**Exercise goal**
Retype the lines from the one containing "task: outline the **black pants**" through the one containing "302L140 290L137 288L137", inclusive, with no changes.

━━━━━━━━━━━━━━━━

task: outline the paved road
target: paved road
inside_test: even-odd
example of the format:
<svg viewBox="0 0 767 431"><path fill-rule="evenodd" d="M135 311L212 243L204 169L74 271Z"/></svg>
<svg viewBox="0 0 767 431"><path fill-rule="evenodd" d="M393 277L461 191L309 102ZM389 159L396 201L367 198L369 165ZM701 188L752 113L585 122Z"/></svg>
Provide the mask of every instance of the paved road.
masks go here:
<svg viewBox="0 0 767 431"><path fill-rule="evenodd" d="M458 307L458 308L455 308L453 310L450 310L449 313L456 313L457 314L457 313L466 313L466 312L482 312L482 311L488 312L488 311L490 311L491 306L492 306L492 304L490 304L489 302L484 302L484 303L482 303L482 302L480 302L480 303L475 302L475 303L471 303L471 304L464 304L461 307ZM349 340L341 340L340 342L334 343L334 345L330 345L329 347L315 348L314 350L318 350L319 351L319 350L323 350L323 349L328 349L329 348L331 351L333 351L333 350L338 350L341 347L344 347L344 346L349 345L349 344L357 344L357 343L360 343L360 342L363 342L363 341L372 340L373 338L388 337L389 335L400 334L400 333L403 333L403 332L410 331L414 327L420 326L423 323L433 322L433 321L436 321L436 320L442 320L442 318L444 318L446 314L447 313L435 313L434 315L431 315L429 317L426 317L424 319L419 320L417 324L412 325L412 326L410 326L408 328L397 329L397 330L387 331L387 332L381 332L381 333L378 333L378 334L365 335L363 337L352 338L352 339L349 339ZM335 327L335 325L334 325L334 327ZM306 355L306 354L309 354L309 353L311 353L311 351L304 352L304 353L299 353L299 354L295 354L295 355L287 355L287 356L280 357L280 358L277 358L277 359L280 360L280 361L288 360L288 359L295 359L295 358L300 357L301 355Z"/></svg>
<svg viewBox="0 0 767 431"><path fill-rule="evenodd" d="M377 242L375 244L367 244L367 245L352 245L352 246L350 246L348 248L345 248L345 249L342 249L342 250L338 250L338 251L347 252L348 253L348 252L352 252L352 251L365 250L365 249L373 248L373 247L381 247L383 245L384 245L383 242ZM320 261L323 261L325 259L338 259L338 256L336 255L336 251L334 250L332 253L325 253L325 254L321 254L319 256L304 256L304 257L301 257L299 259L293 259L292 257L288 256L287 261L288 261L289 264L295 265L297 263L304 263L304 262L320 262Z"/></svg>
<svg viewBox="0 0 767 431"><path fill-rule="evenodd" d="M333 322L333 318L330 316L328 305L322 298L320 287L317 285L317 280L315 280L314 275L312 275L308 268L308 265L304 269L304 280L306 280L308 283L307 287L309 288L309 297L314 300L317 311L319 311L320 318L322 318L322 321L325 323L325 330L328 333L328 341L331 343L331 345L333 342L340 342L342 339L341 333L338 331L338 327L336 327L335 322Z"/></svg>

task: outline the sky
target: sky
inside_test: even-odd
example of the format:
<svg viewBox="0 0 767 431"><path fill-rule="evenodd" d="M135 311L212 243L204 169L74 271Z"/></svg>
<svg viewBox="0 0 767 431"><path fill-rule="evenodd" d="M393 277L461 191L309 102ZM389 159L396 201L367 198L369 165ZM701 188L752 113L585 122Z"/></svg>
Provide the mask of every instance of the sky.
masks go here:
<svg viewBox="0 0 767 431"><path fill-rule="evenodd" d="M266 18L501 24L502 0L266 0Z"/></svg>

━━━━━━━━━━━━━━━━

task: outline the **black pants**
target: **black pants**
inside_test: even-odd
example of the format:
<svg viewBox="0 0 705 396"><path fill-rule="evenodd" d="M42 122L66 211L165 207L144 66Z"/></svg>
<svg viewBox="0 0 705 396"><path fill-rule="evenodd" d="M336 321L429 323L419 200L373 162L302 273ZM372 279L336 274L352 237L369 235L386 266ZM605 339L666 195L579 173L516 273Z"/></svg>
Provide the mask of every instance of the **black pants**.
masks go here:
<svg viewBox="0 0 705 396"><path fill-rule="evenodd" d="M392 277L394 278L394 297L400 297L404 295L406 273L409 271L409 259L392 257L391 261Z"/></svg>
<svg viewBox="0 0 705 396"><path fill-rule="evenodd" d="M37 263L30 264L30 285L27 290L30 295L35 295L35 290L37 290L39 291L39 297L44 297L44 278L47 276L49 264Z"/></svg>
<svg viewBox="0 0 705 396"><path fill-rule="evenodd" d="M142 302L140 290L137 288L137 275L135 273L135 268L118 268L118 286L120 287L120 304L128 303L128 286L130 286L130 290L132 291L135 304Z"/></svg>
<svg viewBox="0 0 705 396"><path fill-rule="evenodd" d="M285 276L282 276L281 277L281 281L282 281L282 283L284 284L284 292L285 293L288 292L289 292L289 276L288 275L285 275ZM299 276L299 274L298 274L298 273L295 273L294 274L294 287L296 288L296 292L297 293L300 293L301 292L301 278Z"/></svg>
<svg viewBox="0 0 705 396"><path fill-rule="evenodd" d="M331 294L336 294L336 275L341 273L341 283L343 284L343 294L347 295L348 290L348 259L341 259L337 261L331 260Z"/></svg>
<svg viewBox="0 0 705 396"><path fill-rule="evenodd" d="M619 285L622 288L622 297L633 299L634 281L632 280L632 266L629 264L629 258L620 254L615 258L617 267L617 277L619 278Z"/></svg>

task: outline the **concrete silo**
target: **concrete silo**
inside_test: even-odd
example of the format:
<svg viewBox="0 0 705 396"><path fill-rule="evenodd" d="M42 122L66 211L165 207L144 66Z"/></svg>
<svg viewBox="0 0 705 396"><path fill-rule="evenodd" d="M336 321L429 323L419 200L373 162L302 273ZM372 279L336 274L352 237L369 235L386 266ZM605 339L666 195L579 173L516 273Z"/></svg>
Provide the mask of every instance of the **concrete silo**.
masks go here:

━━━━━━━━━━━━━━━━

**The response**
task: outline the **black pants**
target: **black pants**
inside_test: even-odd
example of the format:
<svg viewBox="0 0 705 396"><path fill-rule="evenodd" d="M42 122L66 211L165 207L144 66Z"/></svg>
<svg viewBox="0 0 705 396"><path fill-rule="evenodd" d="M336 321L429 323L419 200L373 162L302 273ZM372 279L336 274L352 237L369 235L386 266ZM605 339L666 195L579 173L516 273Z"/></svg>
Provide the mask of every instance of the **black pants**.
masks go here:
<svg viewBox="0 0 705 396"><path fill-rule="evenodd" d="M392 277L394 278L394 297L400 297L404 295L406 273L409 271L409 259L392 257L391 261Z"/></svg>
<svg viewBox="0 0 705 396"><path fill-rule="evenodd" d="M37 263L30 264L30 285L27 290L30 295L35 295L35 290L37 290L39 291L39 297L44 297L44 278L47 276L49 264Z"/></svg>
<svg viewBox="0 0 705 396"><path fill-rule="evenodd" d="M142 302L140 290L137 288L137 275L135 273L135 268L118 268L118 286L120 287L120 304L128 303L128 286L130 286L130 290L132 291L135 304Z"/></svg>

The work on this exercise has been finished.